[Entries from a collection]
(begin)
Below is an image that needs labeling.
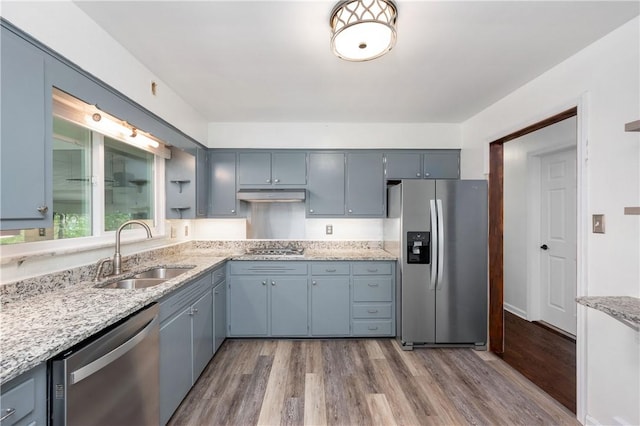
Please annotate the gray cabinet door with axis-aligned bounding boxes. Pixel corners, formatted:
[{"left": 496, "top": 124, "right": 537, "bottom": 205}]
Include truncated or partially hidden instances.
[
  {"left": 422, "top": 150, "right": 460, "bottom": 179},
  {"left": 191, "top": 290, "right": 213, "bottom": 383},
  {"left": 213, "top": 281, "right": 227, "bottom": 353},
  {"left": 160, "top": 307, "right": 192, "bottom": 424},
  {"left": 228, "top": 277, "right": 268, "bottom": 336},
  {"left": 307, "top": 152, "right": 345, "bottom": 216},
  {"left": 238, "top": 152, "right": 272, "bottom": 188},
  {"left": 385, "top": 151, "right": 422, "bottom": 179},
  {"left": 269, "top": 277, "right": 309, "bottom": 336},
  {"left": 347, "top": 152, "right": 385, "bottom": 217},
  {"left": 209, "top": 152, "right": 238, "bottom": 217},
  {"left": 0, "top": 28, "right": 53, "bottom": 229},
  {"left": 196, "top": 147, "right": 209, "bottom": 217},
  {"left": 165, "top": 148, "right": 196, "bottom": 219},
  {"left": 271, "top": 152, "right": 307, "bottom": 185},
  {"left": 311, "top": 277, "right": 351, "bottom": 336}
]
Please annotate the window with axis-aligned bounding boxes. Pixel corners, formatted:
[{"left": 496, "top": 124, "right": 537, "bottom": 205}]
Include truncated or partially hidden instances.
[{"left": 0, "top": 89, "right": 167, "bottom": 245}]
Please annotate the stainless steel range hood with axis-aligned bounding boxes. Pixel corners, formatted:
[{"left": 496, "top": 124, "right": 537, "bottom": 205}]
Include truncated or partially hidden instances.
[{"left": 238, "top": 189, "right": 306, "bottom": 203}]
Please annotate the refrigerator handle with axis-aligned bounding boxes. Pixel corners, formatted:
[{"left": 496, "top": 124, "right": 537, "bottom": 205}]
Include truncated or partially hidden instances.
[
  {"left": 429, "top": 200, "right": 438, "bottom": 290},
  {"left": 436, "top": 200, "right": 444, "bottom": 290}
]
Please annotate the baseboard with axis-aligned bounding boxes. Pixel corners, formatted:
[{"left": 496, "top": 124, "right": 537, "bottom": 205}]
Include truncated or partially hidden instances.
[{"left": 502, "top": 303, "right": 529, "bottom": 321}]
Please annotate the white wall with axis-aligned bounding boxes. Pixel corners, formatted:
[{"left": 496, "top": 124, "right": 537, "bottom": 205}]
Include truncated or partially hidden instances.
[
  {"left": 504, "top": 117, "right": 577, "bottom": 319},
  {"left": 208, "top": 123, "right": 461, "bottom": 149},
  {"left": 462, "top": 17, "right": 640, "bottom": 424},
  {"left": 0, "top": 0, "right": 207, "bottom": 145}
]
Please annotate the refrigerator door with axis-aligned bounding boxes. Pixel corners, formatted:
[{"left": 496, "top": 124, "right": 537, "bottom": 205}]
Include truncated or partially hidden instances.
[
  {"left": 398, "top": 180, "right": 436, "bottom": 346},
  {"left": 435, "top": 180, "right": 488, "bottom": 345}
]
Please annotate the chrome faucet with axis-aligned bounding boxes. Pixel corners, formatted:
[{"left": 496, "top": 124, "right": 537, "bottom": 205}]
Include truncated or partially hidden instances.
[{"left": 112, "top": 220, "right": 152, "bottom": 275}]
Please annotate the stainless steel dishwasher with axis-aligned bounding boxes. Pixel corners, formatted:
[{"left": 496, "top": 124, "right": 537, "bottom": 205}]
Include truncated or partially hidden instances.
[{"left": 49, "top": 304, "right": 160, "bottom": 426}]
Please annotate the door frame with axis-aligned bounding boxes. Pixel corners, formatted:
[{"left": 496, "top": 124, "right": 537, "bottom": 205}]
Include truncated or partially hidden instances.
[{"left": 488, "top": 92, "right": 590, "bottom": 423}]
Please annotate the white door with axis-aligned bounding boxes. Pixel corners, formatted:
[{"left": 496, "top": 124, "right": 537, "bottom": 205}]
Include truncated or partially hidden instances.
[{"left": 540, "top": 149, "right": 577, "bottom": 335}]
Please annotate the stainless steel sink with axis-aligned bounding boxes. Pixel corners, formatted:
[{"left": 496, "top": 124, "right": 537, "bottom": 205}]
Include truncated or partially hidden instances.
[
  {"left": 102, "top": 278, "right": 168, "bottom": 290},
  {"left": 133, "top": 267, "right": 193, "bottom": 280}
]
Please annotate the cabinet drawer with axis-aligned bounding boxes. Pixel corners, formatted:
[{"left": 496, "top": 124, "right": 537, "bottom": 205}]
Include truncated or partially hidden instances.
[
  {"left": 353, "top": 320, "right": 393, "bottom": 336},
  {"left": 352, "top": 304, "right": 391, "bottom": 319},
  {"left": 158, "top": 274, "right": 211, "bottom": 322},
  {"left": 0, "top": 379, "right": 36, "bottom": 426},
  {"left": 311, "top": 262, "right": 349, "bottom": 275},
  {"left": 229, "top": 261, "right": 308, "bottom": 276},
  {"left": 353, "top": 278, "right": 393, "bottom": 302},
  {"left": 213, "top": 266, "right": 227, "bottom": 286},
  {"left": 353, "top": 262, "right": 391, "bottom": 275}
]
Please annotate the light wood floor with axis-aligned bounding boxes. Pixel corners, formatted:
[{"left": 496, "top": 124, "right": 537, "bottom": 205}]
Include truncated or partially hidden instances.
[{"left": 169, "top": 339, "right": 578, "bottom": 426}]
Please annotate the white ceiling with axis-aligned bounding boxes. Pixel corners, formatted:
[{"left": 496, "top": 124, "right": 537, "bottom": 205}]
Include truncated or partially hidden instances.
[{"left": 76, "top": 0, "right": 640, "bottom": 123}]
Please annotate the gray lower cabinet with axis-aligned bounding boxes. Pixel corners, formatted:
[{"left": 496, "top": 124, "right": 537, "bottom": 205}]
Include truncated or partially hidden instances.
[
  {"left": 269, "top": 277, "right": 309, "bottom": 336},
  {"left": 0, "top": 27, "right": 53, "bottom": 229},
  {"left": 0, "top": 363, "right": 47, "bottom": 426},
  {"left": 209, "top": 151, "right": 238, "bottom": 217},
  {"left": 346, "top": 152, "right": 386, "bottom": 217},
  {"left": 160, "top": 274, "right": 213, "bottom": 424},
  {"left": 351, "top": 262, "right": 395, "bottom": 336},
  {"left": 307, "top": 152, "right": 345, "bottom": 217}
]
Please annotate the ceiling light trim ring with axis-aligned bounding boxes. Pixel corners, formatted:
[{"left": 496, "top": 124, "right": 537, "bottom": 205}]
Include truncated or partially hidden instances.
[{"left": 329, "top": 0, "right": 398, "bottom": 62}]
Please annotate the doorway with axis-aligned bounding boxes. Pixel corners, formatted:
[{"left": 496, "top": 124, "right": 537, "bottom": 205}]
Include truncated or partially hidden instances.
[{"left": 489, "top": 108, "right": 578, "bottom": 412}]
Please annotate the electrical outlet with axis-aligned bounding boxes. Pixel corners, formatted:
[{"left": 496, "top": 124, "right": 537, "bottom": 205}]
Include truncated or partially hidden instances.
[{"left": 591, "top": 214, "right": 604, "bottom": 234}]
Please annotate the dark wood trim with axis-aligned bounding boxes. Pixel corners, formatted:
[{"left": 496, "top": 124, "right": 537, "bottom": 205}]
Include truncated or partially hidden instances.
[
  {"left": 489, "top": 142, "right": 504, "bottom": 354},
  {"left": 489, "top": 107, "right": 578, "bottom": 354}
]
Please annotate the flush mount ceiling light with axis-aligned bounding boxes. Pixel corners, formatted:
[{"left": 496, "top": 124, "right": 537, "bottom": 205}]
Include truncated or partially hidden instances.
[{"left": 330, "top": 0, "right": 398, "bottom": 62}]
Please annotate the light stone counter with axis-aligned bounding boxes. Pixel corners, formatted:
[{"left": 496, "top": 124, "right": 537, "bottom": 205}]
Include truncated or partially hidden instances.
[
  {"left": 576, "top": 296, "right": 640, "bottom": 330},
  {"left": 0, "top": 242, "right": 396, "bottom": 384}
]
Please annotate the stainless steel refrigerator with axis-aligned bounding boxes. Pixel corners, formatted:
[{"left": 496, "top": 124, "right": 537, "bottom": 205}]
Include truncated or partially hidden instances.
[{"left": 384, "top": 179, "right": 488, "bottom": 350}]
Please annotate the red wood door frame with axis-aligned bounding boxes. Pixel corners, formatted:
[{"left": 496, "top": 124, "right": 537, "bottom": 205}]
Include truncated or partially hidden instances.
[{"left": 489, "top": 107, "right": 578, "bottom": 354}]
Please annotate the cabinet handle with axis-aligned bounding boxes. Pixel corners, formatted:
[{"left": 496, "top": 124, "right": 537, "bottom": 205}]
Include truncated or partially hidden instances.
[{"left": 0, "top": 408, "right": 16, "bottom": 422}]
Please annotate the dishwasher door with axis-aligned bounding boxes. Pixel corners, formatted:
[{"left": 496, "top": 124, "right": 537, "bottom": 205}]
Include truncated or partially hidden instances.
(end)
(begin)
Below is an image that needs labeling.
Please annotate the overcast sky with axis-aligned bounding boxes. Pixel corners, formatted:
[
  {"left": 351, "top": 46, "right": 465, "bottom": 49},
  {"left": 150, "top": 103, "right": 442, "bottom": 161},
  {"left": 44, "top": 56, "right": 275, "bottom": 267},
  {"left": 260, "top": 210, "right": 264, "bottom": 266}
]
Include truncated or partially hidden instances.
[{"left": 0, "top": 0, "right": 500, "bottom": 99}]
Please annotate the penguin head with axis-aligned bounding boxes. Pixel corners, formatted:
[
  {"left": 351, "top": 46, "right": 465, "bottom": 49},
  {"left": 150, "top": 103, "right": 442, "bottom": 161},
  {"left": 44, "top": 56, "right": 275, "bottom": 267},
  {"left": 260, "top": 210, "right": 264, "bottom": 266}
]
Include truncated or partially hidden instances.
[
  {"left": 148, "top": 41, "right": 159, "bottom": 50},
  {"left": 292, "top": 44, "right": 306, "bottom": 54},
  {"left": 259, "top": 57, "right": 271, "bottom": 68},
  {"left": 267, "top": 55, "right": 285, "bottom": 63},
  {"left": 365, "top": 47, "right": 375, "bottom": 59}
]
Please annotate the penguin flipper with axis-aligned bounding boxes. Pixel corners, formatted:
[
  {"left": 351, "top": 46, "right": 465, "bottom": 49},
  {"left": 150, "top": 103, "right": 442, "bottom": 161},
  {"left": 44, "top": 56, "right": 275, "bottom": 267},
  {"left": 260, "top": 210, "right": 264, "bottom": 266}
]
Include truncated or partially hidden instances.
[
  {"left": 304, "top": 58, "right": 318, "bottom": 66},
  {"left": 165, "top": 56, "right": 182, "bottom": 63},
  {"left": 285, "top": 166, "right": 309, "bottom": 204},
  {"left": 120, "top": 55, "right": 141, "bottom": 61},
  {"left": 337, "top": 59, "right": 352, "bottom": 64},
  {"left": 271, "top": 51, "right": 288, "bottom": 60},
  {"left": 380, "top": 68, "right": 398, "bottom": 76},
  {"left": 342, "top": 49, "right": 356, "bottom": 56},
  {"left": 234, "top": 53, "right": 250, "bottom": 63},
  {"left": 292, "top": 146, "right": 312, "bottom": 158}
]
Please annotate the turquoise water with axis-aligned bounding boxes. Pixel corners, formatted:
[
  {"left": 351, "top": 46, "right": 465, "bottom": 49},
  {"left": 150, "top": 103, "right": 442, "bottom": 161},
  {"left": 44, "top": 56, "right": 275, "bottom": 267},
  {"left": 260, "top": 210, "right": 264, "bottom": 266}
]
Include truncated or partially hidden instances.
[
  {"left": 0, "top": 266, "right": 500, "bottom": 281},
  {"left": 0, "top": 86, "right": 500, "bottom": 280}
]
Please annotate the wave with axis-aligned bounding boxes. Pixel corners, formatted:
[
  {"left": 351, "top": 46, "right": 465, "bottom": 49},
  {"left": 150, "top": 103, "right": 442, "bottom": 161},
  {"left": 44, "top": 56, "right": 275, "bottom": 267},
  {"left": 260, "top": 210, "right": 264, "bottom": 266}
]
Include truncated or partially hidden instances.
(end)
:: WHAT THE TASK ASKS ::
Identify every line of the data above that contains the word "gray", and copy each such line. Treat case as significant, so only exact-case matches count.

:: SOLUTION FOR THIS PROBLEM ::
Please annotate the gray cabinet door with axis-aligned bounding boxes. Pixel corners, formatted:
Please annotate the gray lower cabinet with axis-aligned bounding boxes. Pixel corners, formatted:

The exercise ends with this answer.